EXERCISE:
Copy each of the following records word for word, leaving the pictures out of your answer.
[START OF THE INPUT]
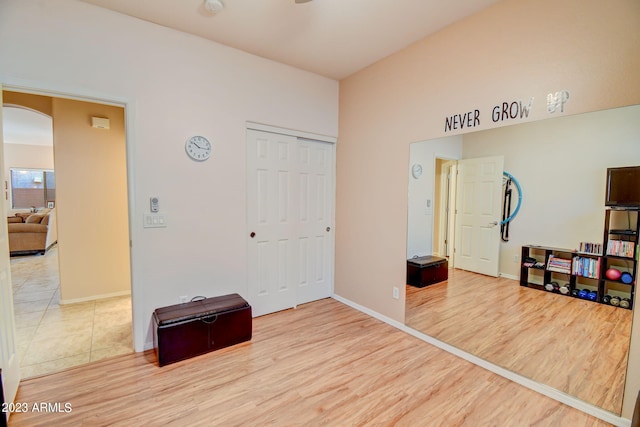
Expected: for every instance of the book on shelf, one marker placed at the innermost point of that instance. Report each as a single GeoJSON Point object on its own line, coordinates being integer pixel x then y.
{"type": "Point", "coordinates": [586, 267]}
{"type": "Point", "coordinates": [559, 265]}
{"type": "Point", "coordinates": [621, 248]}
{"type": "Point", "coordinates": [590, 248]}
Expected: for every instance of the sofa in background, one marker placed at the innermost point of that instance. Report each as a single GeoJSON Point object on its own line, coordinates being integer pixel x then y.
{"type": "Point", "coordinates": [31, 232]}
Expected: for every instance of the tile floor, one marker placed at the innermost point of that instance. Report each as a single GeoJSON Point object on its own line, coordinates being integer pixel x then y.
{"type": "Point", "coordinates": [52, 337]}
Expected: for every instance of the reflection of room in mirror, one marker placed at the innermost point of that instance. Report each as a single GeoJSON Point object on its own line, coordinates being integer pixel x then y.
{"type": "Point", "coordinates": [561, 165]}
{"type": "Point", "coordinates": [577, 346]}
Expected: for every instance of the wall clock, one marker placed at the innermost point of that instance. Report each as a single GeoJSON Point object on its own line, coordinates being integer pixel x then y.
{"type": "Point", "coordinates": [198, 148]}
{"type": "Point", "coordinates": [416, 170]}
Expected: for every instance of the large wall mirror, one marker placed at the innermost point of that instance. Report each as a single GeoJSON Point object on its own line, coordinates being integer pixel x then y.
{"type": "Point", "coordinates": [577, 346]}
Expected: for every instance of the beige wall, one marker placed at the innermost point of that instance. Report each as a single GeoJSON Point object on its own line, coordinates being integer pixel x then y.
{"type": "Point", "coordinates": [91, 200]}
{"type": "Point", "coordinates": [512, 51]}
{"type": "Point", "coordinates": [561, 165]}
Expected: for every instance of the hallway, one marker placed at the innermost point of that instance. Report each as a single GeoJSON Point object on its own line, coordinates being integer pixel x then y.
{"type": "Point", "coordinates": [53, 337]}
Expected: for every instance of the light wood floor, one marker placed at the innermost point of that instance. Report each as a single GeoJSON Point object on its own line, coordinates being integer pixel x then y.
{"type": "Point", "coordinates": [321, 364]}
{"type": "Point", "coordinates": [577, 346]}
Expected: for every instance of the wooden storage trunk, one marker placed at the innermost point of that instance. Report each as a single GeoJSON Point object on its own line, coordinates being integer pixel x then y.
{"type": "Point", "coordinates": [427, 270]}
{"type": "Point", "coordinates": [185, 330]}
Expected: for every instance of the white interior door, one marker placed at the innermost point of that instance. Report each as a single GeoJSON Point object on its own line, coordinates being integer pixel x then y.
{"type": "Point", "coordinates": [315, 220]}
{"type": "Point", "coordinates": [290, 215]}
{"type": "Point", "coordinates": [9, 362]}
{"type": "Point", "coordinates": [478, 212]}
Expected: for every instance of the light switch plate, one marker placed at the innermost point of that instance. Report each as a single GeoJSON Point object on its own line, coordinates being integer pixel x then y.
{"type": "Point", "coordinates": [155, 220]}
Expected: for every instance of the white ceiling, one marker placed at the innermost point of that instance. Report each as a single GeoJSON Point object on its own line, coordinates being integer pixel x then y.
{"type": "Point", "coordinates": [333, 38]}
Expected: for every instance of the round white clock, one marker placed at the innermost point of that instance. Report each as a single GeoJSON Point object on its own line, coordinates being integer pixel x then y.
{"type": "Point", "coordinates": [416, 170]}
{"type": "Point", "coordinates": [198, 148]}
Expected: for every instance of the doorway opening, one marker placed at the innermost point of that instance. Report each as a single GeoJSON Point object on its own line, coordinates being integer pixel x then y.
{"type": "Point", "coordinates": [61, 293]}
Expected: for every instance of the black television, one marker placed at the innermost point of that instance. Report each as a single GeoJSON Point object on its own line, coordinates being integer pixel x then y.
{"type": "Point", "coordinates": [623, 187]}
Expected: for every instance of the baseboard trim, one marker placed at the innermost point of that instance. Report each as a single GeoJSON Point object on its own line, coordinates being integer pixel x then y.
{"type": "Point", "coordinates": [95, 297]}
{"type": "Point", "coordinates": [523, 381]}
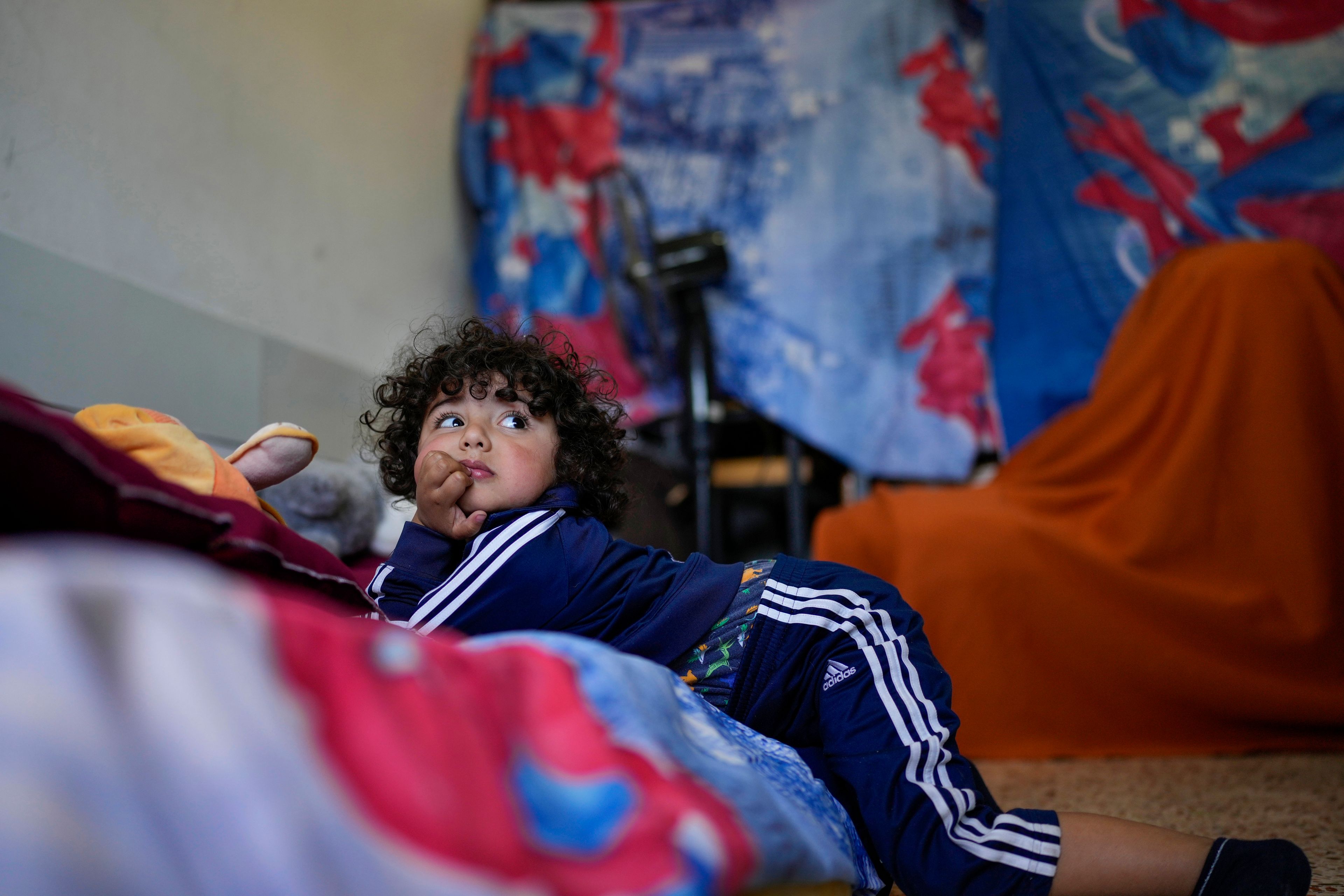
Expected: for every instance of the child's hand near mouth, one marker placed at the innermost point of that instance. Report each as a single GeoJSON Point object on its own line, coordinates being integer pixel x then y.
{"type": "Point", "coordinates": [440, 484]}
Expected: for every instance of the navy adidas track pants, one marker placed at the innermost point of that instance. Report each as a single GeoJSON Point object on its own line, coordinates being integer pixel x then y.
[END OF THE INPUT]
OUTPUT:
Expected: for every instance of the book on shelf, one marker placed at the innermost point of that instance. Report each as a single GeoJSON Point object on its own line, coordinates being integer pixel x then y.
{"type": "Point", "coordinates": [586, 267]}
{"type": "Point", "coordinates": [559, 265]}
{"type": "Point", "coordinates": [621, 248]}
{"type": "Point", "coordinates": [590, 248]}
Expected: for every instance of the sofa in background, one marker placed at the innermost point of that instance. Report each as a single GeoJSON Point object on its own line, coordinates being integer pixel x then y.
{"type": "Point", "coordinates": [31, 232]}
Expected: for every instance of the tile floor, one marker placed at the innermost point of that instance. Report each as a single GeoJSON Point object on its own line, coordinates being integer pixel x then y.
{"type": "Point", "coordinates": [52, 337]}
Expected: for every instance of the reflection of room in mirror, one marker placed at the innermost point of that instance. Report each as a single GeoJSON Point object on its own line, coordinates being integer pixel x then y.
{"type": "Point", "coordinates": [561, 165]}
{"type": "Point", "coordinates": [577, 346]}
Expected: for every instance of the wall clock, one marker placed at the innermost point of that instance. Report each as a single GeoJSON Point object on its own line, coordinates being integer pixel x then y.
{"type": "Point", "coordinates": [198, 148]}
{"type": "Point", "coordinates": [416, 170]}
Expected: for every instance of the large wall mirror, one marker placed at the innermost point of that instance. Report each as a single GeoJSON Point object on its own line, coordinates being integer pixel x then y.
{"type": "Point", "coordinates": [577, 346]}
Expected: for every instance of the beige wall, one marker placed at the innermost point of that instance. Report each as a single GeoJSON Point object on its own line, coordinates being integer pixel x then y.
{"type": "Point", "coordinates": [91, 200]}
{"type": "Point", "coordinates": [512, 51]}
{"type": "Point", "coordinates": [561, 165]}
Expected: for every instance of the hallway, one marker placed at the innermost point of that instance. Report each as a single GeoJSON Point object on its own line, coordinates being integer pixel x then y.
{"type": "Point", "coordinates": [53, 337]}
Expected: for every instance of the light wood floor, one marker placed at the innermost point of that instance. Report each as a single GeoJSON Point object on its own line, coordinates being integer pixel x then y.
{"type": "Point", "coordinates": [321, 364]}
{"type": "Point", "coordinates": [577, 346]}
Expected: for every instance of the wooden storage trunk, one marker placed at the innermost point of that instance. Report each as a single GeoJSON Point object on its own line, coordinates being integer pixel x then y.
{"type": "Point", "coordinates": [427, 270]}
{"type": "Point", "coordinates": [185, 330]}
Expected: for every instance of the white interior door, one marker placed at the innermost point of that instance. Report each as a single GeoJSON Point object on its own line, coordinates being integer pixel x then y.
{"type": "Point", "coordinates": [315, 220]}
{"type": "Point", "coordinates": [290, 215]}
{"type": "Point", "coordinates": [9, 362]}
{"type": "Point", "coordinates": [478, 212]}
Expected: for every instance of the light switch plate, one marker placed at the innermost point of that instance. Report each as a single GeoJSON Point object on its own line, coordinates being integer pixel x then y.
{"type": "Point", "coordinates": [155, 220]}
Expected: for every instance of the white ceiling, one marker placed at the innermost point of that instance. Report each as a single GeoJSON Point object on its own line, coordinates being integer pixel x then y.
{"type": "Point", "coordinates": [333, 38]}
Expected: for every instance of the round white clock, one marker placed at the innermost point of that instance. Report each as a single GeoJSON Point object on its own line, coordinates being integer pixel x then y.
{"type": "Point", "coordinates": [416, 170]}
{"type": "Point", "coordinates": [198, 148]}
Expected: for every instance of the doorway opening, one marker placed at the innermost point of that instance. Report each as a single GeoJSON Point object on its own line, coordinates being integer pixel x then y.
{"type": "Point", "coordinates": [61, 293]}
Expected: for every instance of the black television, one marker placed at the innermost point of that instance. Report each as a single GeoJSON Point object on its own line, coordinates being integer pixel x then y.
{"type": "Point", "coordinates": [623, 187]}
Expected: for every instance of the baseboard trim, one marker placed at the innermost point of that instance. Report each as a single GeoJSON Point object on its own line, coordinates being integer pixel x then y.
{"type": "Point", "coordinates": [95, 297]}
{"type": "Point", "coordinates": [523, 381]}
Expected: for every instance of the child's hand near mouth, one marker placed at the innermost point of that instance. Report each as a single GeoJSON Point object on its own line, coordinates being integer pixel x then y.
{"type": "Point", "coordinates": [440, 484]}
Expected: for every instance of the navy adidas track pants, one marker placed at the innermost point of that instance. Report each as a single GeoJSON Point object on its own line, coordinates being integer pixel x then y.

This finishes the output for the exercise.